▶ _LEESTEKST_:

Middels versoepeling van regels moet het kabinet het voortouw nemen in de transformatie van de vele gebouwen die leegstaan. Dat stelt voorzitter Ruud Maas van OnderhoudNL naar aanleiding van de op Prinsjesdag gepresenteerde Miljoenennota.
In de Miljoenennota geeft het kabinet aan dat gemeenten, huurdersorganisaties en corporaties tot nieuwe afspraken moeten komen over het huurbeleid en een betaalbare ‘up-to-date’ woningvoorraad. Dat is mooi, tenminste als het kabinet de mogelijkheid geeft om dat in te richten”, zegt Maas.
“Nederland kent een leegstaand van meer dan 10 miljoen vierkante meter kantoorgebouwen. Middels versoepeling van regels rond de transformatie van deze kantoren ontstaat er een verhoogde flexibiliteit van de woningmarkt die aansluit bij de flexibeler geworden arbeidsmarkt en economie. Met name onder jonge huishoudens neemt de vraag naar flexibelere woonvormen toe, staat er in de Miljoenennota”, aldus Maas.
Het kabinet heeft de afgelopen jaren maatregelen genomen om de werking van de woningmarkt structureel te verbeteren. Deze maatregelen stimuleren de dynamiek en doorstroming in zowel de huur- als koopsector. “Maar de bestaande bouw moet daarin wel een rol van betekenis kunnen spelen, anders haalt het kabinet haar doelstelling niet”, zegt Maas.

[Gegevens voor het plaatsen van verwijzende uitdrukkingen]
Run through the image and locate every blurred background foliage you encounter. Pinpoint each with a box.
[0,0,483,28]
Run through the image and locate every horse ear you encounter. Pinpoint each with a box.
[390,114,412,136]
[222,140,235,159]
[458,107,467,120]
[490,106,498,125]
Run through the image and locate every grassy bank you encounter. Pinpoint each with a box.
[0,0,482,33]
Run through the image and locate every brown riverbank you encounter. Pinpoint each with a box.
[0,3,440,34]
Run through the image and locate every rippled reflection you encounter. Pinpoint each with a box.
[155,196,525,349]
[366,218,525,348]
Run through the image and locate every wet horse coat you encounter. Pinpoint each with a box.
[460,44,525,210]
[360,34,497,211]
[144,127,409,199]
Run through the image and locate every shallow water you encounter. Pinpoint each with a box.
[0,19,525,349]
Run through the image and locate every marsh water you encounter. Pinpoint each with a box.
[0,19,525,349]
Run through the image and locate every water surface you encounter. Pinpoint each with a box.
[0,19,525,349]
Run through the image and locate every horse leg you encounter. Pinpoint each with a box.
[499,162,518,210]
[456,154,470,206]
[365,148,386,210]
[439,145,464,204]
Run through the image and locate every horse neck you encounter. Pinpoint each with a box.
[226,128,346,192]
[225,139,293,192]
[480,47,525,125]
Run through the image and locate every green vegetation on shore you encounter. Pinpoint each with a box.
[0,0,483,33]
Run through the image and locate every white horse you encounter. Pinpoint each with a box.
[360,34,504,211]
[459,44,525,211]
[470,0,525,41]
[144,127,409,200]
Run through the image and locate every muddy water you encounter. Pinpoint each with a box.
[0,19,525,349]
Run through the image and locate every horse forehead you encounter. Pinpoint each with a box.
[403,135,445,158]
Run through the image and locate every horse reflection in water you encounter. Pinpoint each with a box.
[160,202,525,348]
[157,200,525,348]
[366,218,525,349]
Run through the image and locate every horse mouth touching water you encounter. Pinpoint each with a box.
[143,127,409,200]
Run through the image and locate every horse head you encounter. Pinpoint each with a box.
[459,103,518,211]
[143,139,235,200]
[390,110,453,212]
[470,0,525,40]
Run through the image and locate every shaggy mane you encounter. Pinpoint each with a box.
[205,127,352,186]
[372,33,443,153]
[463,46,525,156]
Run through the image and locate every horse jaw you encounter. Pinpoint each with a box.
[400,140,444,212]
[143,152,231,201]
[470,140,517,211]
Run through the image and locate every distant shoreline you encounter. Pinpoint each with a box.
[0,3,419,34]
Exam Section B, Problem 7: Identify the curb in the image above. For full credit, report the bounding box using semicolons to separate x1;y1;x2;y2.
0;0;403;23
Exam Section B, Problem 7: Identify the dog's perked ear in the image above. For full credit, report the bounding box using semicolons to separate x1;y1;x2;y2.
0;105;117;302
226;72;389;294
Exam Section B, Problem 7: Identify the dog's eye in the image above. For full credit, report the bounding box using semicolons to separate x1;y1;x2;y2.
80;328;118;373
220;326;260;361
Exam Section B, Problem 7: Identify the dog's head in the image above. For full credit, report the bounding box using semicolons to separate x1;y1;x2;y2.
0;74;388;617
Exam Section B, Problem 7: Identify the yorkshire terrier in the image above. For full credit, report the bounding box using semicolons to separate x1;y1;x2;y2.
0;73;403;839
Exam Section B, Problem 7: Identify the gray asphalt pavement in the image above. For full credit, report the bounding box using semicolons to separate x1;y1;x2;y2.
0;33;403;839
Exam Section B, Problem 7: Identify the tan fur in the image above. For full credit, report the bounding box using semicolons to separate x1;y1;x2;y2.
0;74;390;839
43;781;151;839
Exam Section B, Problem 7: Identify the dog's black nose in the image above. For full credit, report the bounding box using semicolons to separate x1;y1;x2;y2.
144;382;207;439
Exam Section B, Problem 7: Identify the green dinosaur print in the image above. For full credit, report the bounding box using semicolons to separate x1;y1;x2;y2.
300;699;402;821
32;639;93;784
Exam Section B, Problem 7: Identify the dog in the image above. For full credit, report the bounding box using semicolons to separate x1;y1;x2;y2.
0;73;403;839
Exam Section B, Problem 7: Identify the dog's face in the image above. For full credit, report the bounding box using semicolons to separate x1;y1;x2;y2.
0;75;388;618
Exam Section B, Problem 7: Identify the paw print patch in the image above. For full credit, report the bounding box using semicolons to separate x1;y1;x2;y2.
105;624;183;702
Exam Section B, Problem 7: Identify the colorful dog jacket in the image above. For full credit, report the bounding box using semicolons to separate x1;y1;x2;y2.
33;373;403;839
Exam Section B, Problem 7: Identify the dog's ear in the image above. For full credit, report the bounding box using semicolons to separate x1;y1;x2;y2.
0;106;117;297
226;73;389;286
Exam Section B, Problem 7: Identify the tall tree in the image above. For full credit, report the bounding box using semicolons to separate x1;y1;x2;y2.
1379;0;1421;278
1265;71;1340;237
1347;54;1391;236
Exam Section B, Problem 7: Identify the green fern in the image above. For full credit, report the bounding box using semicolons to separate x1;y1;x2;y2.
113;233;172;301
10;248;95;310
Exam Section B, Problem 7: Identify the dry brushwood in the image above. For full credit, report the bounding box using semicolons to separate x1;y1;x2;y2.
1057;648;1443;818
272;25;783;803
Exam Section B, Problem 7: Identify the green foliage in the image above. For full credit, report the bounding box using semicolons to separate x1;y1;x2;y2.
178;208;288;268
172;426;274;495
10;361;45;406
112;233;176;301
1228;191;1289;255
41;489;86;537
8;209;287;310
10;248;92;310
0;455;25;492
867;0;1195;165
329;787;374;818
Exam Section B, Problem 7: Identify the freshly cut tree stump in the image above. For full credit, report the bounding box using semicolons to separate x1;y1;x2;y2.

▶ _AAN DE SLAG_:
[a] Hoeveel vierkante meter kantoorgebouwen staat er volgens het stuk over de Miljoenennota in Nederland leeg?
[b] Schrijf het stuk over de Miljoenennota verder vanaf de laatste zin.

▶ _UITKOMSTEN_:
[a] Meer dan 10 miljoen vierkante meter.

[b]
Arbeidsmarkt
De voorzitter van de 2.200 bedrijven die in dit kader gespecialiseerd zijn in totaalonderhoud, renovatie en restauratie zegt toe met een aantal koplopers op transformatie-gebied mee te willen denken. Een ander zorgenpunt uit de Miljoenennota is wat Maas betreft de ontwikkeling op de arbeidsmarkt.
“De werknemersbestanden in veel bedrijfstakken en dus ook de onze zijn ingrijpend veranderd. De wet Werk en Zekerheid speelt hierbij ook nog niet in op de seizoensgevoeligheid van onze sector, waardoor ondernemers huiverig zijn om vaste dienstverbanden aan te gaan. Daarbij komt ook de demografische vergrijzing en tekort schietende vergroening. We moeten dus komen tot afspraken over duurzame inzetbaarheid, het bijscholen of omscholen van oudere werknemers, maar wie gaat het doen: detacheerder of de ondernemer? Het liefst allebei en daar gaan wij binnenkort ook over praten met de flexsector”, besluit Maas.